#1
Hey there! I play guitar in a modern metal band and am currently looking around for a live mic for my cab and a set of IEM so that I can hear everything around me a bit clearer.

I currently play out of a line 6pod hd pro + peavey classic 120 power amp through a a custom 2x12 omega cab (loaded with 1 eminence swamp Thang and 1 eminence wizard)

For the mic, (considering buying two mics since my cab has two different speakers. Please tell me what you guys think. If I should stick to one MIC, I will likely mic the swamp thang)

For now I've been thinking of sticking to an sm57 just to play it safe, but I'd like to know if anyone else has had any experience with other mics that might sound better and why. I'm looking for something that can maintain that clarity but still sound punchy and crisp through a decent PA.

As for the iems, I'm not really sure what to look for to be honest. If anyone can please share some experiences they've had with good/bad iems, I would really appreciate it. Or if anyone knows about a 5 person set for the whole band, that would be pretty awesome.

---

PROMPT 1:
In the rows below, find every line that contains the word "digging" and copy each such line. Case counts.

---

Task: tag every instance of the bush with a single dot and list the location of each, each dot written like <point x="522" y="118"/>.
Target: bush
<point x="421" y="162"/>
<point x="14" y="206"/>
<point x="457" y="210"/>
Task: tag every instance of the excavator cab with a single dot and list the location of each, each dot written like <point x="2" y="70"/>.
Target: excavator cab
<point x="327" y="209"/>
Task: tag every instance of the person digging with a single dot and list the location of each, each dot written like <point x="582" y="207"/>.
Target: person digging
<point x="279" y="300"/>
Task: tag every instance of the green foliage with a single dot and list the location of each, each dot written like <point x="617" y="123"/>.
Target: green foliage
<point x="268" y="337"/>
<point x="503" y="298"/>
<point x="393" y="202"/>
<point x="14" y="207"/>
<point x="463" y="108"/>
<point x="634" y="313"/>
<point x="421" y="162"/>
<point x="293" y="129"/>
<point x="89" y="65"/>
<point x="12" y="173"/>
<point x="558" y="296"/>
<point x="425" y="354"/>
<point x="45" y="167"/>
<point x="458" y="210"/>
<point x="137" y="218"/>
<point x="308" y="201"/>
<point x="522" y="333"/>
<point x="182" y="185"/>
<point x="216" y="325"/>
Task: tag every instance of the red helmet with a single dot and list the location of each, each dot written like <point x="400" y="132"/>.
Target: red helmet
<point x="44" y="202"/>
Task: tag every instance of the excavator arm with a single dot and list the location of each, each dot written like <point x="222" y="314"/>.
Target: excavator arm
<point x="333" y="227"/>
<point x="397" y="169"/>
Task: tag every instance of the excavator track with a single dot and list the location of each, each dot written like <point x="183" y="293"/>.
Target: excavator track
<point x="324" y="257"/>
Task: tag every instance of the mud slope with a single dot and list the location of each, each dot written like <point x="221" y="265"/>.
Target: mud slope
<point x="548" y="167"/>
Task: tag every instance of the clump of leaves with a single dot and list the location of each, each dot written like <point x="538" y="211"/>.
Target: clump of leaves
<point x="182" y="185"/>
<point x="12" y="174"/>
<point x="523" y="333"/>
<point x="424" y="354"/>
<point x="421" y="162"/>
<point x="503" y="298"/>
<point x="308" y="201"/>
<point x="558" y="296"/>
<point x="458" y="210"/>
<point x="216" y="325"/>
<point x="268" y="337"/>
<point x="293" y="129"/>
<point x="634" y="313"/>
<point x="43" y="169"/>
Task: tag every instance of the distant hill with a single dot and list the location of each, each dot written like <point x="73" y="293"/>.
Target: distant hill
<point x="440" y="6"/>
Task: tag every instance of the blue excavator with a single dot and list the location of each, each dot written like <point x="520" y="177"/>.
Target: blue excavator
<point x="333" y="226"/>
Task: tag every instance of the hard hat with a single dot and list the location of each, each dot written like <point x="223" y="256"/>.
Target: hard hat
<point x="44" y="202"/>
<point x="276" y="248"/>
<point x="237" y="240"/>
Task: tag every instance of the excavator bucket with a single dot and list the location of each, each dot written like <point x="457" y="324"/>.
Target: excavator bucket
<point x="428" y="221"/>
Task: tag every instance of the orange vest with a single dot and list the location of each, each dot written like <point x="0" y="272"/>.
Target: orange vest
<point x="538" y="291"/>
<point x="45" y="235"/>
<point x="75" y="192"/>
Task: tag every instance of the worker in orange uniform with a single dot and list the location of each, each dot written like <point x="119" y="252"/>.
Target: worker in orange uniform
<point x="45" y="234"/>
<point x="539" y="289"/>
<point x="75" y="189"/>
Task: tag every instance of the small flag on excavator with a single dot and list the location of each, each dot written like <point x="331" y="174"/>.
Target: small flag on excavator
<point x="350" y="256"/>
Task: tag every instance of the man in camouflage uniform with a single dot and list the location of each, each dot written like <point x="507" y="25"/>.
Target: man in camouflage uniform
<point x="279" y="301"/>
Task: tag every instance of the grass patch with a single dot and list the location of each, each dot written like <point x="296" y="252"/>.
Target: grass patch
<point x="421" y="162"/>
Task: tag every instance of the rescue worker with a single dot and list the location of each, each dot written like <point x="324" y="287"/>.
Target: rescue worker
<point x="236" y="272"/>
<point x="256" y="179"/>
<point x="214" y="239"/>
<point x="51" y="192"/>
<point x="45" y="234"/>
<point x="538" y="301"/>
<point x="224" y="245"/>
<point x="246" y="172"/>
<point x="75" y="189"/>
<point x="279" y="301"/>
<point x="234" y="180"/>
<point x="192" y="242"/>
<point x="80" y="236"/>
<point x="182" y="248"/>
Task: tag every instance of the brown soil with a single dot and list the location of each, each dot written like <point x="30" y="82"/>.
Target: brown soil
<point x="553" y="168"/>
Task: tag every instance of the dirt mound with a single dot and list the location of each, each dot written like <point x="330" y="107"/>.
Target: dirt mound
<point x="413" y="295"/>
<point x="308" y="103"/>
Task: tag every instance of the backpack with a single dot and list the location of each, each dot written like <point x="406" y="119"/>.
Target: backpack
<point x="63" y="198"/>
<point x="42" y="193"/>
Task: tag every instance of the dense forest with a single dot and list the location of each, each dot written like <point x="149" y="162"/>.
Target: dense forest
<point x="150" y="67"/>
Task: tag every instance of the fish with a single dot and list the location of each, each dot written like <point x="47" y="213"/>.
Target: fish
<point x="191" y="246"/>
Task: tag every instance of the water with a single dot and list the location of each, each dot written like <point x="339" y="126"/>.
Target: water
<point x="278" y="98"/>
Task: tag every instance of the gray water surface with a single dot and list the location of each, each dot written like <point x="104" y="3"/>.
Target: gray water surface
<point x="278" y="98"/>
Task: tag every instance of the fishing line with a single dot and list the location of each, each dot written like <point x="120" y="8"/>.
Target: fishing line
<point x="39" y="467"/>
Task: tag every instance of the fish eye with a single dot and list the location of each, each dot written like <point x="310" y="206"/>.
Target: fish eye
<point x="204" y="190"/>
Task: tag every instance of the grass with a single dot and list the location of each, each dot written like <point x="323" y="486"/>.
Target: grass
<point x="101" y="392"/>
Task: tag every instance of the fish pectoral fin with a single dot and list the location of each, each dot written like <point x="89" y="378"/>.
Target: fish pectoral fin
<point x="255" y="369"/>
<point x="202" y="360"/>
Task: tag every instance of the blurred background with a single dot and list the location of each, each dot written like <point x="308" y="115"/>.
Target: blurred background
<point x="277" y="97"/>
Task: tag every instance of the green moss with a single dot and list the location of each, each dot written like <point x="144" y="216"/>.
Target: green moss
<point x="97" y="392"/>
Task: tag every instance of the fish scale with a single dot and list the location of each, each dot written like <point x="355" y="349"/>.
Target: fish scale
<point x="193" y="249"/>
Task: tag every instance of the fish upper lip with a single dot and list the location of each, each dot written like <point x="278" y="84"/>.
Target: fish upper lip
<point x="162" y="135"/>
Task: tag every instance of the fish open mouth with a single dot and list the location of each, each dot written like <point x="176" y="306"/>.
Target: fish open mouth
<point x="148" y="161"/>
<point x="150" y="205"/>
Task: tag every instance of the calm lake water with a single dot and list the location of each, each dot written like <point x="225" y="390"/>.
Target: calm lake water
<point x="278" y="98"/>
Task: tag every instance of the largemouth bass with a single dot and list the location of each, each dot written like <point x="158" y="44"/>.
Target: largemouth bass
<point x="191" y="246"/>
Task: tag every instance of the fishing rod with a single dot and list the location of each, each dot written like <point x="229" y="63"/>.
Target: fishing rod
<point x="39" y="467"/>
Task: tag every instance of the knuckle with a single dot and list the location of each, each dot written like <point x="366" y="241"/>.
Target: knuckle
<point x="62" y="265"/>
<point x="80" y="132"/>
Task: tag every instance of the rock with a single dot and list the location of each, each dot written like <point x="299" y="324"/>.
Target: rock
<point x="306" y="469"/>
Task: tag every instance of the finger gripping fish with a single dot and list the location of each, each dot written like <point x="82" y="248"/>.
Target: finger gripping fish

---

PROMPT 2:
Reproduce the part of the guitar gear post above between "I currently play" and "the swamp thang)", inclusive.

WRITTEN ANSWER 1:
Task: tag every instance of the person digging with a single dot and list the location of each, each dot written like <point x="582" y="207"/>.
Target: person digging

WRITTEN ANSWER 2:
I currently play out of a line 6pod hd pro + peavey classic 120 power amp through a a custom 2x12 omega cab (loaded with 1 eminence swamp Thang and 1 eminence wizard)

For the mic, (considering buying two mics since my cab has two different speakers. Please tell me what you guys think. If I should stick to one MIC, I will likely mic the swamp thang)